Copy the records that follow exactly, leaving nothing out.

:: Materials provided ::

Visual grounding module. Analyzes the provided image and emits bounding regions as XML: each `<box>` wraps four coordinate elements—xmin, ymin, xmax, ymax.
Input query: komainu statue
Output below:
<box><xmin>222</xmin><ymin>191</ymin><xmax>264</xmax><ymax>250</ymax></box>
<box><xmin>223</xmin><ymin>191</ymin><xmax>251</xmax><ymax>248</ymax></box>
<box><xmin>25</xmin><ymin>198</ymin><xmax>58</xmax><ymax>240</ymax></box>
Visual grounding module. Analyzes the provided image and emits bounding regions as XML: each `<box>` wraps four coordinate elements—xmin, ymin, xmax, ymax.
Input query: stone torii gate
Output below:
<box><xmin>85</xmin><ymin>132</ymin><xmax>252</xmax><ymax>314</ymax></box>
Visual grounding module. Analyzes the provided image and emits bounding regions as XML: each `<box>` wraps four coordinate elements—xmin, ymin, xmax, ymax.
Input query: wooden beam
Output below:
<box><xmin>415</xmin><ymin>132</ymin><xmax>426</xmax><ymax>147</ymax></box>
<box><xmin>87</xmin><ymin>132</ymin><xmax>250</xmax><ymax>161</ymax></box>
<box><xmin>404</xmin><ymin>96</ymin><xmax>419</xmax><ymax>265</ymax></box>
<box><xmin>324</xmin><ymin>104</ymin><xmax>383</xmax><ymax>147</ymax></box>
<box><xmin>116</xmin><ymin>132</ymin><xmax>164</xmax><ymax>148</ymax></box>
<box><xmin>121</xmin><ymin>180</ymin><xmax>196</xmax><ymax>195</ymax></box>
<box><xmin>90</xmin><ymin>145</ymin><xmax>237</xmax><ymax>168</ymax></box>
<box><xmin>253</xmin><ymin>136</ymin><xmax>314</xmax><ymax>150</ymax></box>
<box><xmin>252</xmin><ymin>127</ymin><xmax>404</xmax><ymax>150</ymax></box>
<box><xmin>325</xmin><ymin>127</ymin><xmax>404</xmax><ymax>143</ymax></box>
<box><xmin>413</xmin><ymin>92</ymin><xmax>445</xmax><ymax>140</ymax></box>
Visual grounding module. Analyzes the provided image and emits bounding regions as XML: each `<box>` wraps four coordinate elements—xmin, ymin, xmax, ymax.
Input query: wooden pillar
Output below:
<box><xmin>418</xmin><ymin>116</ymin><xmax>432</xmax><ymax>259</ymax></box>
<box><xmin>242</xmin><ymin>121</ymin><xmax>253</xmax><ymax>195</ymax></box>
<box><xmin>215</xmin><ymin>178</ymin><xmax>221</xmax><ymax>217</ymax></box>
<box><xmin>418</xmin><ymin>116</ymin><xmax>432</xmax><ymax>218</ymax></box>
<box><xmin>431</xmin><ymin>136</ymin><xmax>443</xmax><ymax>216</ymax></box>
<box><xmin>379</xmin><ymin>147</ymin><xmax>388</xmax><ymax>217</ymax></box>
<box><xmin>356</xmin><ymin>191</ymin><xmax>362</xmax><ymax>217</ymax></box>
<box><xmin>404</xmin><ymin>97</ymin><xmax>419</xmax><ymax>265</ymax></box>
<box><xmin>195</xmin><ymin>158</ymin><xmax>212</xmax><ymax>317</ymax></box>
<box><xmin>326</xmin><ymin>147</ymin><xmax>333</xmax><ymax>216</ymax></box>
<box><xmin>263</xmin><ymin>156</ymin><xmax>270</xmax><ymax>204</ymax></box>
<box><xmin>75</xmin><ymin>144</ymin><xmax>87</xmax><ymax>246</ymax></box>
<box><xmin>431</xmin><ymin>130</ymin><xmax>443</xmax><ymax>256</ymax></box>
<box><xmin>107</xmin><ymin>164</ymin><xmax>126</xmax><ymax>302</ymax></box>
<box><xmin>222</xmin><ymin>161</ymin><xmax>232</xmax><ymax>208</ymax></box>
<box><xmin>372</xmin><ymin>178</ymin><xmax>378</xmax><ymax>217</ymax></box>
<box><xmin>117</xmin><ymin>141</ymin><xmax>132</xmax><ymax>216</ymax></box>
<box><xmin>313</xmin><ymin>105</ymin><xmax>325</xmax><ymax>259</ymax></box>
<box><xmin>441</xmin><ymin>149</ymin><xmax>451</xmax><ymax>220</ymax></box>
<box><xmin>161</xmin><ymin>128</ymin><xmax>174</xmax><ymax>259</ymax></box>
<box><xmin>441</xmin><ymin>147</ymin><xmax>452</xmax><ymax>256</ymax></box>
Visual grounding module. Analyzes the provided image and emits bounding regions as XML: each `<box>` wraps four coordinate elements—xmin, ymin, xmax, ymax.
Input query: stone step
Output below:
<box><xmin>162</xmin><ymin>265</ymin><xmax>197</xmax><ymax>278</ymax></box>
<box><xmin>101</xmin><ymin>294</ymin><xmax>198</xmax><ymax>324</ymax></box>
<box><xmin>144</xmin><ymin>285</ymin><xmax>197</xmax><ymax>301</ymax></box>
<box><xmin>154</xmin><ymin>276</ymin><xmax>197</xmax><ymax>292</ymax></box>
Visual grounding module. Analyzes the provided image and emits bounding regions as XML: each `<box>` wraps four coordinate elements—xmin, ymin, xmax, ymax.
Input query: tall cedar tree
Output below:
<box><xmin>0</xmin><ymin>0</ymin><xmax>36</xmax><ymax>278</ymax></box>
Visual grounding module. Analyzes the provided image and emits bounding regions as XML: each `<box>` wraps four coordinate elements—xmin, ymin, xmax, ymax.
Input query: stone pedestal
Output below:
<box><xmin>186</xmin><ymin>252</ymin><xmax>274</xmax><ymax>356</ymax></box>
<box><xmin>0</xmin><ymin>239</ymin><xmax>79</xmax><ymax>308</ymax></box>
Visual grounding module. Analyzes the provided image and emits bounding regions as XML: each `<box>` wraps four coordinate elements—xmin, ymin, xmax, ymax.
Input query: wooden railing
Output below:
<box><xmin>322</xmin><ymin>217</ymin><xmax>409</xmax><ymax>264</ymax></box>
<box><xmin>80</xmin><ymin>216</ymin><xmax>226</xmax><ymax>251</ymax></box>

:::

» Final answer
Visual grounding module. Analyzes the provided image and emits bounding regions as XML: each `<box>` wraps four coordinate elements—xmin, ymin, xmax, ymax.
Input query: komainu statue
Output below:
<box><xmin>222</xmin><ymin>191</ymin><xmax>264</xmax><ymax>250</ymax></box>
<box><xmin>223</xmin><ymin>191</ymin><xmax>251</xmax><ymax>248</ymax></box>
<box><xmin>25</xmin><ymin>198</ymin><xmax>58</xmax><ymax>240</ymax></box>
Visual grounding module. Analyzes the provided image and emits bounding regions as XML: each `<box>` wraps four coordinate elements—xmin, ymin, xmax, ymax.
Input query: stone torii gate
Output below:
<box><xmin>85</xmin><ymin>132</ymin><xmax>252</xmax><ymax>314</ymax></box>
Visual grounding module. Analyzes the provided image and emits bounding regions as XML: each `<box>` wraps four coordinate elements—xmin, ymin, xmax, ymax.
Input query: wooden beam
Output below:
<box><xmin>415</xmin><ymin>132</ymin><xmax>426</xmax><ymax>147</ymax></box>
<box><xmin>87</xmin><ymin>132</ymin><xmax>250</xmax><ymax>161</ymax></box>
<box><xmin>404</xmin><ymin>96</ymin><xmax>419</xmax><ymax>265</ymax></box>
<box><xmin>324</xmin><ymin>104</ymin><xmax>383</xmax><ymax>147</ymax></box>
<box><xmin>116</xmin><ymin>132</ymin><xmax>164</xmax><ymax>148</ymax></box>
<box><xmin>121</xmin><ymin>180</ymin><xmax>196</xmax><ymax>195</ymax></box>
<box><xmin>90</xmin><ymin>145</ymin><xmax>237</xmax><ymax>168</ymax></box>
<box><xmin>253</xmin><ymin>136</ymin><xmax>314</xmax><ymax>150</ymax></box>
<box><xmin>252</xmin><ymin>127</ymin><xmax>404</xmax><ymax>150</ymax></box>
<box><xmin>325</xmin><ymin>127</ymin><xmax>404</xmax><ymax>143</ymax></box>
<box><xmin>413</xmin><ymin>92</ymin><xmax>445</xmax><ymax>140</ymax></box>
Visual grounding module. Analyzes the provided image and emits bounding regions as XML: each `<box>` wraps four coordinate elements—xmin, ymin, xmax, ymax.
Input query: wooden pillar
Output below:
<box><xmin>418</xmin><ymin>116</ymin><xmax>432</xmax><ymax>259</ymax></box>
<box><xmin>242</xmin><ymin>121</ymin><xmax>253</xmax><ymax>195</ymax></box>
<box><xmin>215</xmin><ymin>178</ymin><xmax>221</xmax><ymax>217</ymax></box>
<box><xmin>418</xmin><ymin>116</ymin><xmax>432</xmax><ymax>218</ymax></box>
<box><xmin>431</xmin><ymin>136</ymin><xmax>443</xmax><ymax>216</ymax></box>
<box><xmin>379</xmin><ymin>147</ymin><xmax>388</xmax><ymax>217</ymax></box>
<box><xmin>356</xmin><ymin>191</ymin><xmax>362</xmax><ymax>217</ymax></box>
<box><xmin>404</xmin><ymin>97</ymin><xmax>419</xmax><ymax>265</ymax></box>
<box><xmin>195</xmin><ymin>158</ymin><xmax>212</xmax><ymax>317</ymax></box>
<box><xmin>326</xmin><ymin>147</ymin><xmax>333</xmax><ymax>216</ymax></box>
<box><xmin>263</xmin><ymin>156</ymin><xmax>270</xmax><ymax>204</ymax></box>
<box><xmin>75</xmin><ymin>144</ymin><xmax>87</xmax><ymax>246</ymax></box>
<box><xmin>431</xmin><ymin>130</ymin><xmax>443</xmax><ymax>256</ymax></box>
<box><xmin>107</xmin><ymin>164</ymin><xmax>126</xmax><ymax>302</ymax></box>
<box><xmin>222</xmin><ymin>161</ymin><xmax>232</xmax><ymax>208</ymax></box>
<box><xmin>372</xmin><ymin>178</ymin><xmax>378</xmax><ymax>217</ymax></box>
<box><xmin>117</xmin><ymin>141</ymin><xmax>132</xmax><ymax>216</ymax></box>
<box><xmin>313</xmin><ymin>105</ymin><xmax>325</xmax><ymax>259</ymax></box>
<box><xmin>441</xmin><ymin>149</ymin><xmax>451</xmax><ymax>220</ymax></box>
<box><xmin>161</xmin><ymin>128</ymin><xmax>174</xmax><ymax>259</ymax></box>
<box><xmin>441</xmin><ymin>147</ymin><xmax>452</xmax><ymax>256</ymax></box>
Visual grounding module. Analyzes the provided image and emits bounding regions as XML: each `<box>` wraps four coordinate elements—xmin, ymin, xmax, ymax.
Input query: stone step
Output below:
<box><xmin>162</xmin><ymin>265</ymin><xmax>197</xmax><ymax>278</ymax></box>
<box><xmin>101</xmin><ymin>294</ymin><xmax>198</xmax><ymax>324</ymax></box>
<box><xmin>144</xmin><ymin>285</ymin><xmax>197</xmax><ymax>301</ymax></box>
<box><xmin>154</xmin><ymin>276</ymin><xmax>197</xmax><ymax>292</ymax></box>
Visual grounding module. Analyzes the provided image and emits bounding regions as XML: each `<box>` wraps four coordinate elements—xmin, ymin, xmax, ymax.
Input query: tall cedar tree
Output below:
<box><xmin>0</xmin><ymin>0</ymin><xmax>36</xmax><ymax>278</ymax></box>
Visual grounding module. Analyzes the provided image and emits bounding regions as XML: each `<box>` wraps four coordinate elements—xmin, ymin, xmax, ymax.
Input query: stone pedestal
Output below:
<box><xmin>186</xmin><ymin>252</ymin><xmax>274</xmax><ymax>356</ymax></box>
<box><xmin>0</xmin><ymin>239</ymin><xmax>79</xmax><ymax>308</ymax></box>
Visual grounding module. Analyzes the provided image and emits bounding regions as XML: each `<box>` wraps four coordinate elements—xmin, ymin, xmax, ymax.
Input query: wooden railing
Output below:
<box><xmin>322</xmin><ymin>217</ymin><xmax>409</xmax><ymax>264</ymax></box>
<box><xmin>80</xmin><ymin>216</ymin><xmax>226</xmax><ymax>251</ymax></box>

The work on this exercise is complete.